Texte fourni:
+++

Magazine Journal intime
L'emmerdeur
Publié le 31 mai 2008 par CorckyParfois, mon boulot me donne envie de commettre un meurtre.
D'étrangler quelqu'un.
De décapiter le quidam.
Limite, de l'éviscérer.
Voire de me faire une raquette de tennis avec ses tripes et de faire un double en me servant de sa tête (Roland garros oblige).
Prends monsieur B, par exemple.
Monsieur B, c'est le genre de mec que tu n'as vraiment pas envie de croiser dans la rue.
Non pas qu'il soit particulièrement crade, ni même agressif.
Non.
Monsieur B, c'est la caricature du grand parano procédurier mythomane, également appelé le GPPM.
Le GPPM est un individu fascinant qui attire l'attention de toute personne un tant soit peu versée dans la sociologie, la psychologie, la psychiatrie ou même l'ichtyologie et l' ophiologie.
Le GPPM pourrait faire l'objet de longues thèses universitaires tellement il y a à dire sur son cas.
Le GPPM, il connaît du monde un peu partout, il a ses entrées jusqu'à l'Elysée, il est pote avec Georges Bush et il menace de faire un procès à n'importe qui, n'importe quand. D'ailleurs, il a croisé Jacques Verges au Fouquet's et il est en relation avec Maître Collard par téléphone portable interposé (d'ailleurs, le GPPM a toujours son portable vissé à l'oreille car il a deux procès sur le feu en permanence).
Monsieur B, même quand tu ne le connais pas, tu sais déjà que c'est un gros connard doublé d'un chieur de première, un beau spécimen de GPPM tout en plumes et en roucoulements d'intimidation.
Sa femme l'a viré parce qu'il lui avait tapé sur la gueule?
C'est une salope, et de toute façon elle le suppliera bientôt de revenir.
Ses mômes ont certifié au juge qu'ils ne voulaient plus le voir?
Des p'tits cons ingrats, lobotomisés par leur chienne de mère, et de toute façon ils le supplieront bientôt de revenir.
Les Assedic et la CAF ne traitent pas ses dossiers assez vite?

+++

À faire:
• 1. D'après le billet, quel sigle désigne le grand parano procédurier mythomane ?
• 2. Relevez toutes les lignes qui contiennent la chaîne "bare", en tenant compte de la casse.

Entrées d'un jeu de données:
+++

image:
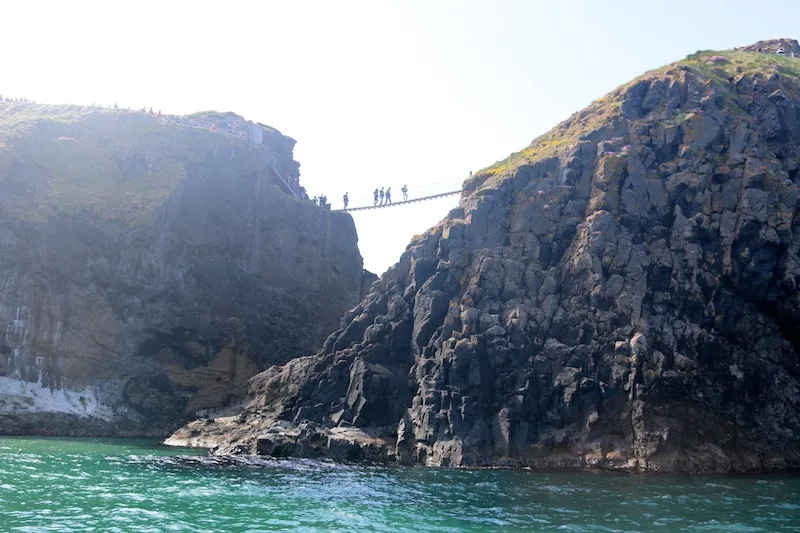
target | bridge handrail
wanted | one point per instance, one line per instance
(403, 202)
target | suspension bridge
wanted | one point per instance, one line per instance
(428, 191)
(402, 202)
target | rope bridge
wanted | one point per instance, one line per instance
(402, 202)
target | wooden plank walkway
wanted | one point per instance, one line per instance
(395, 204)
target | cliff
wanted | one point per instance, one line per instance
(149, 267)
(621, 294)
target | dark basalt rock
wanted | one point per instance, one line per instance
(125, 320)
(630, 302)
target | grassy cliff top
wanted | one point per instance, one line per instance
(119, 164)
(712, 67)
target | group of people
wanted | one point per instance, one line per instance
(384, 196)
(16, 100)
(322, 201)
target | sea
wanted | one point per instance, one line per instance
(122, 485)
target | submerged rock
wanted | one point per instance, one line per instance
(149, 268)
(621, 294)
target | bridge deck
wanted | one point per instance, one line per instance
(395, 204)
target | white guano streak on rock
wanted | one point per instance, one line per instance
(20, 396)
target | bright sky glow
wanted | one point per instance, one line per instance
(377, 93)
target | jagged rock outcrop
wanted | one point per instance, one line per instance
(150, 267)
(621, 294)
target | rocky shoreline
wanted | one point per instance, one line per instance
(622, 295)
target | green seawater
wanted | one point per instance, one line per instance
(132, 485)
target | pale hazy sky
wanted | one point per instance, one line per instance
(377, 93)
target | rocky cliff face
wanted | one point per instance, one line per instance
(148, 269)
(621, 294)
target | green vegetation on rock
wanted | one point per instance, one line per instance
(717, 69)
(117, 164)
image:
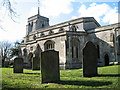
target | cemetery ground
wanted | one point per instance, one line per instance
(108, 78)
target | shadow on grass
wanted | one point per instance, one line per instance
(86, 83)
(108, 75)
(33, 73)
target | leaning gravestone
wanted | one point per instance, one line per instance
(50, 66)
(36, 63)
(18, 65)
(89, 60)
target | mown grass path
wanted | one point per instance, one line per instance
(108, 78)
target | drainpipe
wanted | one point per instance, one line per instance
(115, 45)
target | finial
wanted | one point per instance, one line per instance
(38, 7)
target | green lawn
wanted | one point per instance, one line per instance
(108, 78)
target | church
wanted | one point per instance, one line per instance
(70, 38)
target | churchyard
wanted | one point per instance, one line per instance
(108, 77)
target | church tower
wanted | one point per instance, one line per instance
(36, 22)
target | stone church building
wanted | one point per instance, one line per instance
(70, 38)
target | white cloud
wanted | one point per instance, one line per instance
(53, 8)
(101, 12)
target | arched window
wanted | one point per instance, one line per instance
(49, 45)
(98, 51)
(61, 29)
(75, 48)
(119, 41)
(24, 52)
(50, 32)
(73, 28)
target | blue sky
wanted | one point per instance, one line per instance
(104, 11)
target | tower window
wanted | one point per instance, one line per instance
(43, 25)
(49, 45)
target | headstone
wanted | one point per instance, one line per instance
(36, 63)
(89, 60)
(50, 66)
(18, 65)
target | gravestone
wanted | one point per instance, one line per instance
(18, 65)
(50, 66)
(36, 63)
(89, 60)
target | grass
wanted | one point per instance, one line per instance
(108, 78)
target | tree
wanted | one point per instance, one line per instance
(5, 50)
(15, 51)
(11, 11)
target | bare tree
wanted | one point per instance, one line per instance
(4, 51)
(11, 11)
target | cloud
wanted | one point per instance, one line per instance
(53, 8)
(101, 12)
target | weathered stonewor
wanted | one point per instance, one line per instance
(18, 65)
(36, 63)
(50, 66)
(89, 60)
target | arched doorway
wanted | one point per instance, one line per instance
(30, 56)
(106, 60)
(89, 60)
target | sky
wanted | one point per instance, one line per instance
(104, 11)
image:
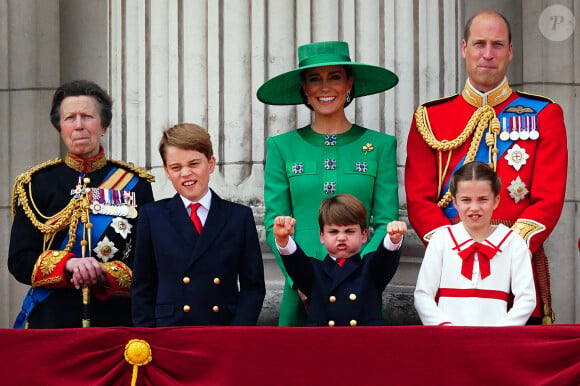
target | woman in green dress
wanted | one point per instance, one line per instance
(327, 157)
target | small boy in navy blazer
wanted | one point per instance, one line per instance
(193, 249)
(343, 289)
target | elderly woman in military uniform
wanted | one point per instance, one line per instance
(73, 232)
(327, 157)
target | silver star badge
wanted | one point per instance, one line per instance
(105, 249)
(121, 226)
(517, 157)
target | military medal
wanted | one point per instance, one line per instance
(534, 132)
(525, 132)
(518, 189)
(514, 133)
(504, 135)
(517, 156)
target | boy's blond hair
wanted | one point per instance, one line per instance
(186, 136)
(342, 209)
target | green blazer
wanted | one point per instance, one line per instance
(303, 167)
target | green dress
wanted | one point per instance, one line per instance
(304, 167)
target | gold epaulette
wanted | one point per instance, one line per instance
(440, 100)
(25, 178)
(535, 96)
(141, 172)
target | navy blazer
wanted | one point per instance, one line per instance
(343, 296)
(181, 278)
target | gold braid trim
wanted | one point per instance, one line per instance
(48, 225)
(479, 121)
(141, 172)
(120, 272)
(24, 178)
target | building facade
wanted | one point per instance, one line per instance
(201, 61)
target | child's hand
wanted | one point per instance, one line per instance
(396, 230)
(283, 228)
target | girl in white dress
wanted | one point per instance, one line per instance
(471, 268)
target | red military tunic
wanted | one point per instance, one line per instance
(532, 171)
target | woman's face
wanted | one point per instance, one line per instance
(326, 88)
(80, 125)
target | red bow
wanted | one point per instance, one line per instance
(485, 254)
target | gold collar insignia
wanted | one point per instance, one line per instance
(86, 165)
(493, 98)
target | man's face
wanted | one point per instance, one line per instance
(487, 52)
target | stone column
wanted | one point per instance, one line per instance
(29, 74)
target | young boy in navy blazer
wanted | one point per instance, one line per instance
(193, 249)
(343, 289)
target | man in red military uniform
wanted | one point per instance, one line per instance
(521, 135)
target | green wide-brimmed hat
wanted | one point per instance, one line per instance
(284, 89)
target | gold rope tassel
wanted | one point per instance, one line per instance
(479, 121)
(137, 353)
(543, 276)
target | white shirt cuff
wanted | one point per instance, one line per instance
(388, 244)
(289, 249)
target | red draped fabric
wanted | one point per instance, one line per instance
(406, 355)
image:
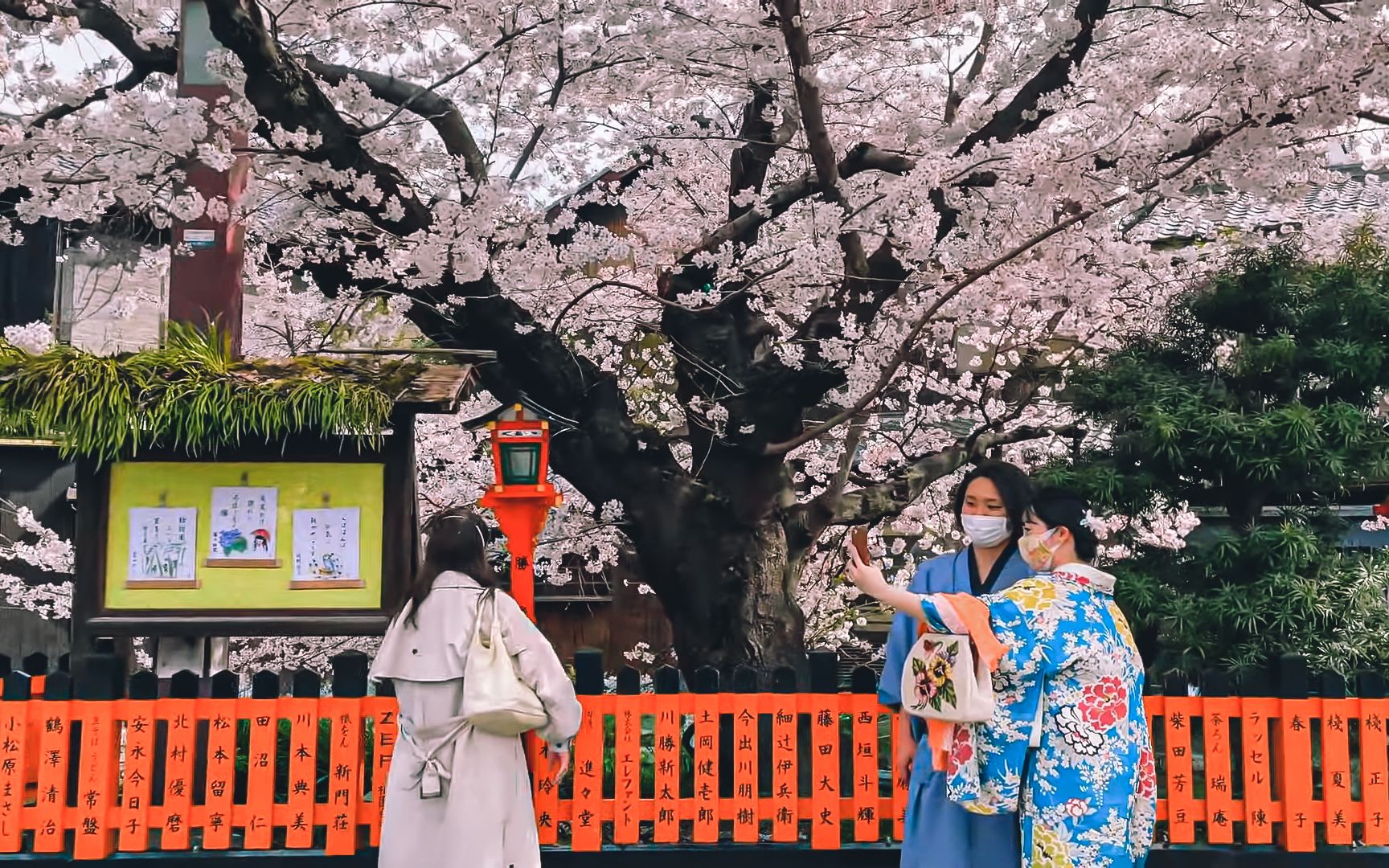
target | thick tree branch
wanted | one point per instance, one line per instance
(1021, 116)
(438, 110)
(103, 21)
(284, 93)
(864, 158)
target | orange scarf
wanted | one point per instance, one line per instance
(974, 614)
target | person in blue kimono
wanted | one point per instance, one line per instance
(1068, 743)
(990, 506)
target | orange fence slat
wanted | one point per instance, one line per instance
(221, 771)
(1259, 803)
(1374, 770)
(95, 837)
(385, 731)
(137, 784)
(1335, 768)
(824, 778)
(706, 768)
(14, 751)
(745, 768)
(303, 771)
(866, 767)
(181, 747)
(543, 789)
(587, 824)
(263, 717)
(667, 778)
(51, 796)
(1295, 774)
(785, 781)
(1181, 786)
(345, 786)
(1220, 795)
(900, 788)
(1248, 770)
(627, 768)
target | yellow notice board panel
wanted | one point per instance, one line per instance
(244, 536)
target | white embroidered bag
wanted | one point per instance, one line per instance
(495, 699)
(944, 681)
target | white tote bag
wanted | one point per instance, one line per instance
(944, 681)
(495, 699)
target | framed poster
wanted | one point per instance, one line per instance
(224, 571)
(162, 545)
(326, 549)
(242, 526)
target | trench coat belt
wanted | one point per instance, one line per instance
(425, 743)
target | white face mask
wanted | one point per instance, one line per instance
(985, 530)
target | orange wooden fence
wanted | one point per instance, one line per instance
(93, 768)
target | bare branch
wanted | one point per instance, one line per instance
(891, 496)
(285, 93)
(438, 110)
(1021, 114)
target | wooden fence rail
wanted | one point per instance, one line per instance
(97, 764)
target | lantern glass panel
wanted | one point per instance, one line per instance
(520, 463)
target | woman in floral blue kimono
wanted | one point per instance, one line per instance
(1068, 743)
(990, 506)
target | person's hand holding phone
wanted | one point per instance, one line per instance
(864, 575)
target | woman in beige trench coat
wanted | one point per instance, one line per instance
(456, 796)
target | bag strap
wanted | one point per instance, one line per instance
(485, 633)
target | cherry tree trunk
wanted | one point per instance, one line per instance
(727, 588)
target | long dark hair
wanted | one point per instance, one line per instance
(1014, 489)
(454, 542)
(1062, 509)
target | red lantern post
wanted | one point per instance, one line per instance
(522, 496)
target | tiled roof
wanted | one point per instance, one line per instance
(1205, 217)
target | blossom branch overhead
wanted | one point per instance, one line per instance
(767, 267)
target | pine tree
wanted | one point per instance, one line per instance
(1261, 393)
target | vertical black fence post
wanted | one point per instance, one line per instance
(15, 689)
(350, 671)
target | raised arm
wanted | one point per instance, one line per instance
(921, 608)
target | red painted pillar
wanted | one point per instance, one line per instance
(206, 271)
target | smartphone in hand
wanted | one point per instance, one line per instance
(858, 536)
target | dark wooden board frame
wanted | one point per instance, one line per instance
(399, 549)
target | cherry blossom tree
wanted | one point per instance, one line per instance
(864, 244)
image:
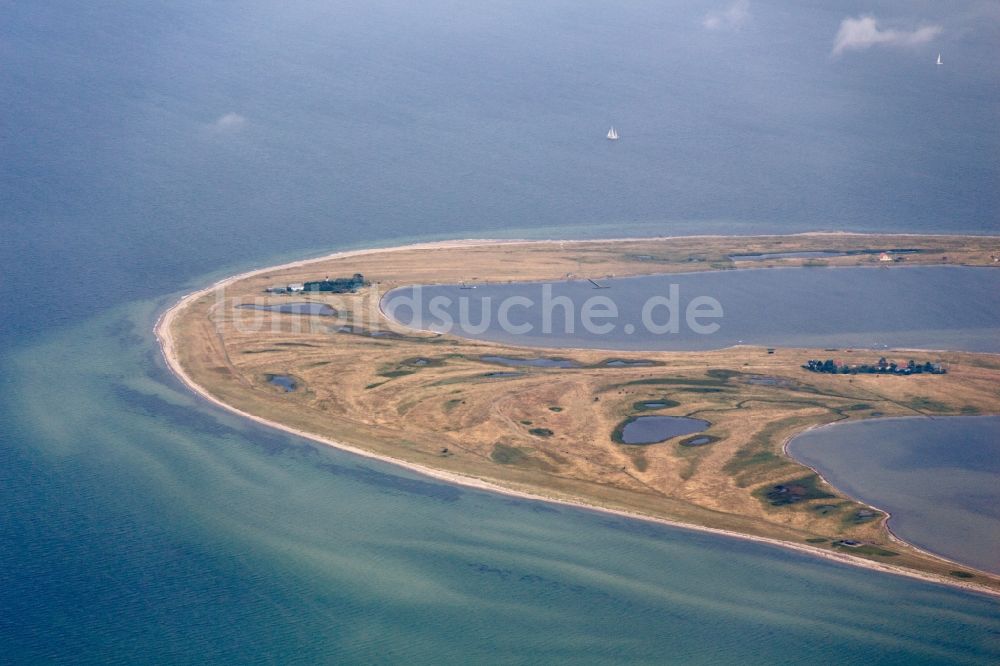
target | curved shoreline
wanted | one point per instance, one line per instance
(888, 514)
(164, 336)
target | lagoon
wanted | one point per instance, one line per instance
(925, 307)
(939, 478)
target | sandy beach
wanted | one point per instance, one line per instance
(163, 332)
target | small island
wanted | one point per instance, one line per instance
(550, 425)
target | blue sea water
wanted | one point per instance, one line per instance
(918, 307)
(146, 148)
(936, 476)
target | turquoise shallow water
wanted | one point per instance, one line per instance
(147, 144)
(139, 521)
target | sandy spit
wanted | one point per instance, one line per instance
(164, 335)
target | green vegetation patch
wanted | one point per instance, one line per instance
(793, 492)
(924, 404)
(507, 455)
(697, 440)
(655, 403)
(863, 549)
(392, 374)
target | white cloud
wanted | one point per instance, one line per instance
(730, 18)
(857, 34)
(229, 122)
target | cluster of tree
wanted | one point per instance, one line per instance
(337, 285)
(883, 367)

+++

Réponses dans l'ordre:
• 1. Le GPPM.

• 2.
target | bare tree
target | bare branch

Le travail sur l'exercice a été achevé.